• **Your instructions**
Each line from the one holding "Exercise. Put one point on each instance of the wet" to the last line below must be written out exactly, with no other output.

--- Entries supplied ---

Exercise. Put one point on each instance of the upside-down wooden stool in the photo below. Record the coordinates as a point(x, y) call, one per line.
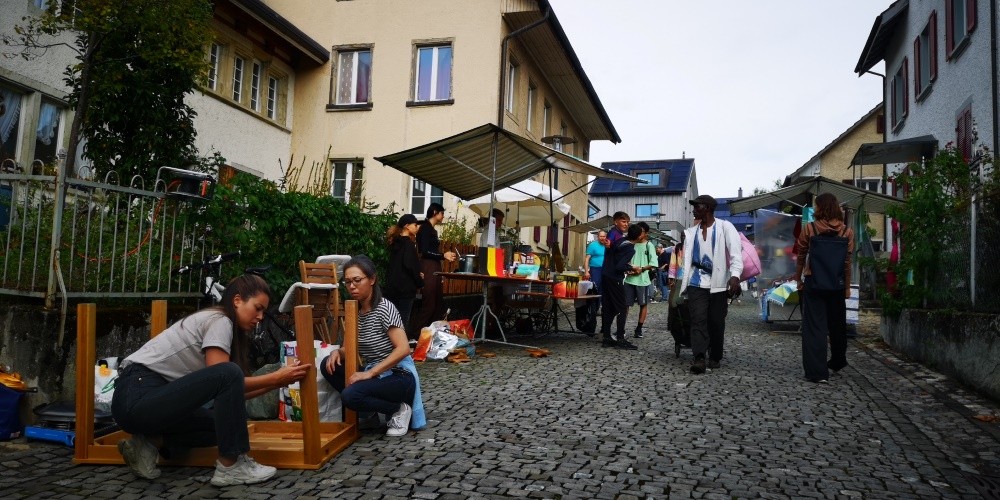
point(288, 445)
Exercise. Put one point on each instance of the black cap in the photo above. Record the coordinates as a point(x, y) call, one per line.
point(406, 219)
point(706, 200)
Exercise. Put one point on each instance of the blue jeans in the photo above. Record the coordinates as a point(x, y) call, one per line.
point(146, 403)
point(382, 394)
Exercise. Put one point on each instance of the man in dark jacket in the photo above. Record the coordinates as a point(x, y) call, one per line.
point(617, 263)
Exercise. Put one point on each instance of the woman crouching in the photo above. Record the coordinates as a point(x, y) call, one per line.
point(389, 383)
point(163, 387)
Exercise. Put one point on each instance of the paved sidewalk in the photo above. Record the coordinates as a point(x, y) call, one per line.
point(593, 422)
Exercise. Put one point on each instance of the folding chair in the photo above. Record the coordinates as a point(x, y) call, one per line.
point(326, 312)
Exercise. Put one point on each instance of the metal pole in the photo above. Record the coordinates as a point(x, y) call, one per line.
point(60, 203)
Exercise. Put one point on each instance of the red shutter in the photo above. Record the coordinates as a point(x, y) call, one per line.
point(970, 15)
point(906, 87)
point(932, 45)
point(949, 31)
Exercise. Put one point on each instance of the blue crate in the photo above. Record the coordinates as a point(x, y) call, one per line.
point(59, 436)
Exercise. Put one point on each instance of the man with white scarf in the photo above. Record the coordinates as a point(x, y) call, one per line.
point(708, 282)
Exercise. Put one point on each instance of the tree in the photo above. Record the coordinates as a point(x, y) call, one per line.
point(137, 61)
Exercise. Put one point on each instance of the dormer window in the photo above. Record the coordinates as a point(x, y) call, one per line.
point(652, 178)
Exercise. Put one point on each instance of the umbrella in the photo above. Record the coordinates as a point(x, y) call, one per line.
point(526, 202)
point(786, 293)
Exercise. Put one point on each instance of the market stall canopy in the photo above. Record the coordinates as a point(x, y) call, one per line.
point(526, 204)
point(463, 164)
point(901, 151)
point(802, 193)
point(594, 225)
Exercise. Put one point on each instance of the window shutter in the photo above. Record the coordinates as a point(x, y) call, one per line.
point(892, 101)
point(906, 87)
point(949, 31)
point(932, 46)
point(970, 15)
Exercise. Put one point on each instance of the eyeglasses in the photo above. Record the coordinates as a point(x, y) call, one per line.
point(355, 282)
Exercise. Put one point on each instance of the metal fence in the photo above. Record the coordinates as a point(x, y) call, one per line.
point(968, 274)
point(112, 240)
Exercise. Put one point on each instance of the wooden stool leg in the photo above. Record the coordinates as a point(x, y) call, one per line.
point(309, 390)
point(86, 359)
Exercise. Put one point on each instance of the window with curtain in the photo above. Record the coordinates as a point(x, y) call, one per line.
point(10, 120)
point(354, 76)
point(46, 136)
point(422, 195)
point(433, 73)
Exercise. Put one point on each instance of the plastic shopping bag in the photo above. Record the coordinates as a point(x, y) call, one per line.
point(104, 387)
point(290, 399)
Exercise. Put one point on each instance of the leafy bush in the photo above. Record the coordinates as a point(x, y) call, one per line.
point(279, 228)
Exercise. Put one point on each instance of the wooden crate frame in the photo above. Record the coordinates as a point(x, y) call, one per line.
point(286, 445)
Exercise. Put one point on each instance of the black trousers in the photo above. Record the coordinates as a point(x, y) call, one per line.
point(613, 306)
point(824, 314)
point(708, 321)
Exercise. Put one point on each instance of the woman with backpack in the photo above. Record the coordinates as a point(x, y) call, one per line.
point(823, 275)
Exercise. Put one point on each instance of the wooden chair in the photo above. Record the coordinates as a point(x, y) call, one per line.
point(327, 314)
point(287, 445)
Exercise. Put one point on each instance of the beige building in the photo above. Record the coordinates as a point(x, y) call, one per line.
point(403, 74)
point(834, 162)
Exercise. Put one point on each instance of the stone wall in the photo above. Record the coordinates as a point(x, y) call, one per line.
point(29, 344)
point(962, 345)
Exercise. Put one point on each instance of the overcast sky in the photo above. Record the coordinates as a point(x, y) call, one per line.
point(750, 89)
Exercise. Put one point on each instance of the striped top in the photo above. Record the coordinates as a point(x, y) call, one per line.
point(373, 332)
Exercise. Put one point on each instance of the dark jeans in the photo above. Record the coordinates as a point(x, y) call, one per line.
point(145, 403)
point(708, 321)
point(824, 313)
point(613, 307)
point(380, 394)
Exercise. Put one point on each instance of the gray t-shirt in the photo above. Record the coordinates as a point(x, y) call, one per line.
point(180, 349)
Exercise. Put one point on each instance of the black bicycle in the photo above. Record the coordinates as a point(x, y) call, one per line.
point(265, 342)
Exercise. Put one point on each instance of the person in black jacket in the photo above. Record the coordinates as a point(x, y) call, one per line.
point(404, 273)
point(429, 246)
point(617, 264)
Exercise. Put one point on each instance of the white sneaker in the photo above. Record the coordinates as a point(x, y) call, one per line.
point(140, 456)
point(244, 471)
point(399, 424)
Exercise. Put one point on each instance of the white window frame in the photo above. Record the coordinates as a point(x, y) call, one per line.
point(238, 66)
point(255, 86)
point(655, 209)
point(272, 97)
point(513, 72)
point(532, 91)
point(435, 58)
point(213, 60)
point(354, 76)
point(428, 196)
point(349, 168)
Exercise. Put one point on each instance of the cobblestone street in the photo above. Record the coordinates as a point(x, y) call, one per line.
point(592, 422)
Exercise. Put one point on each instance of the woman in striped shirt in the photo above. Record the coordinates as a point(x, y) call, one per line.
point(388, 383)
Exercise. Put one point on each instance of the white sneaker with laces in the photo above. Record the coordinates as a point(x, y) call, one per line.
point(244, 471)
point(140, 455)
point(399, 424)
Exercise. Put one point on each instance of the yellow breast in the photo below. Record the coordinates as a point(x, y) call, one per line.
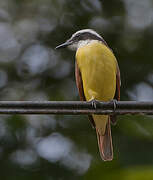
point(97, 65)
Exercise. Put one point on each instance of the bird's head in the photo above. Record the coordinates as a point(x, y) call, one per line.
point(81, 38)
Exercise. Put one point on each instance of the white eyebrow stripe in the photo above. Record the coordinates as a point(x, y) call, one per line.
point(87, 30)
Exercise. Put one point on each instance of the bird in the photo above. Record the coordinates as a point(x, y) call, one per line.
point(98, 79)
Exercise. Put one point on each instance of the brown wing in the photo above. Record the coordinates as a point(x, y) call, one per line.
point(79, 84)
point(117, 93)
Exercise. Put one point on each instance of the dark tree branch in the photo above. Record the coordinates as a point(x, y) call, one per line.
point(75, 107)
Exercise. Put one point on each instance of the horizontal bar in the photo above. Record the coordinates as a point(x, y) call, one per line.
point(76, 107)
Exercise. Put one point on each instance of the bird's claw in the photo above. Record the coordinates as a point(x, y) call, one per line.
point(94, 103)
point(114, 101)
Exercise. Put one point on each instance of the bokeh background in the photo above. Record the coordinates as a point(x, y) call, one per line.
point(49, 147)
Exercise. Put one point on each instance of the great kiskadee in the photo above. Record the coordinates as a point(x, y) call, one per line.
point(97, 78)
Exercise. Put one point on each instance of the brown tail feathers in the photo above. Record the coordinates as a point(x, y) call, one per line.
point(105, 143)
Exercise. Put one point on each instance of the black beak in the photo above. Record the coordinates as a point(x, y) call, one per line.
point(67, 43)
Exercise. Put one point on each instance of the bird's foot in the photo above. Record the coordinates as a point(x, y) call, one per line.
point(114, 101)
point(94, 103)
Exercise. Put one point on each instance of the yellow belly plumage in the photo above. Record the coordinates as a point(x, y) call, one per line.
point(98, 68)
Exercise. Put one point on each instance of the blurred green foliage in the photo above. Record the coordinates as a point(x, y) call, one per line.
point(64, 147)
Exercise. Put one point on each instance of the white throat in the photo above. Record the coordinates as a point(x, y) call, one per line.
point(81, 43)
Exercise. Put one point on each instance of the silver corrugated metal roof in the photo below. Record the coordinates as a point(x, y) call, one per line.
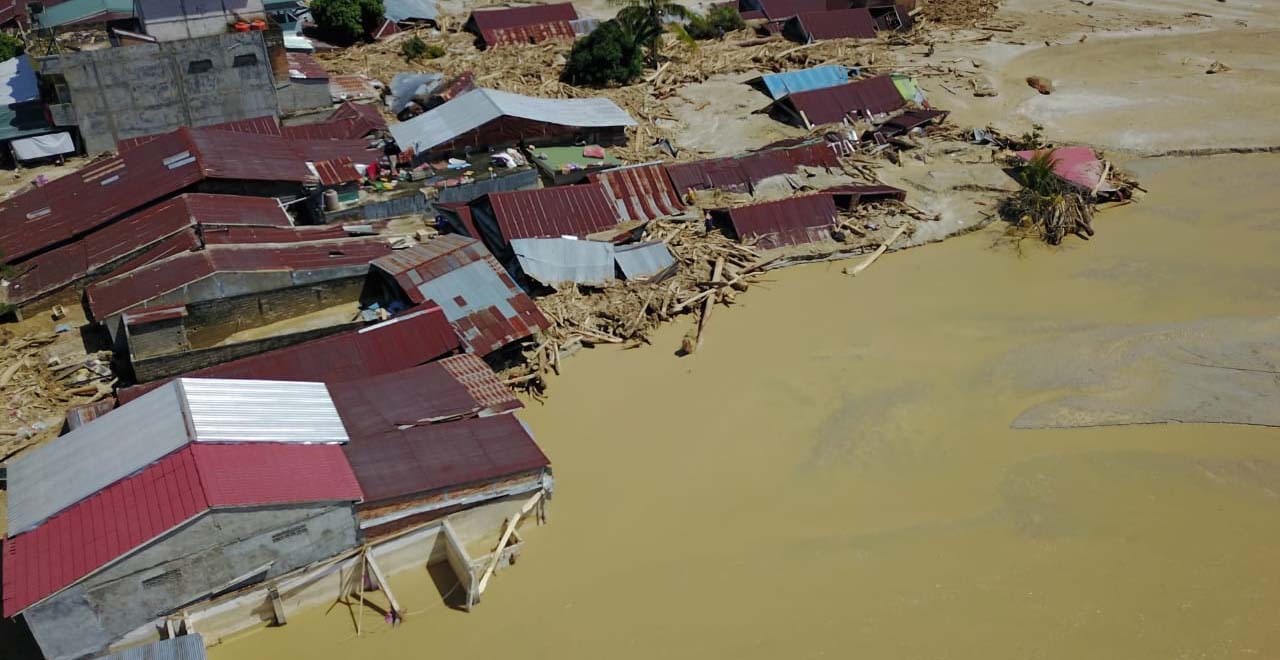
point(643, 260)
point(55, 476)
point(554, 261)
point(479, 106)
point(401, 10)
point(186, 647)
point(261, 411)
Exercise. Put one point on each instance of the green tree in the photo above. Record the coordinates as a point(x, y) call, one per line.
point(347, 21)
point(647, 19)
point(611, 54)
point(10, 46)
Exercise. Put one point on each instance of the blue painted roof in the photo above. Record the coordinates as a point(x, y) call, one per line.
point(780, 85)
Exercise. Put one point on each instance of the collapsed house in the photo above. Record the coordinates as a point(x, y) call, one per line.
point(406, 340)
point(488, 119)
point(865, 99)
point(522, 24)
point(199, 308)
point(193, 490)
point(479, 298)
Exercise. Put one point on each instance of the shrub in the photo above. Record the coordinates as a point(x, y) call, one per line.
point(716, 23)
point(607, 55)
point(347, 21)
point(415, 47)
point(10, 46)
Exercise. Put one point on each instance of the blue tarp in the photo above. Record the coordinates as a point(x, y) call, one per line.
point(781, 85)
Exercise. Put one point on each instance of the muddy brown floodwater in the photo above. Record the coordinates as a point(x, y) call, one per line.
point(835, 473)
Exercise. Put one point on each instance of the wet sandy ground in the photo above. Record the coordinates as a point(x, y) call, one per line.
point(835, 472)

---

• **Answer box**
Exercise. Put one point on each instance of the wet sandy ground in the photo above. Record the coordinates as a point(x, y) call, one per line.
point(835, 472)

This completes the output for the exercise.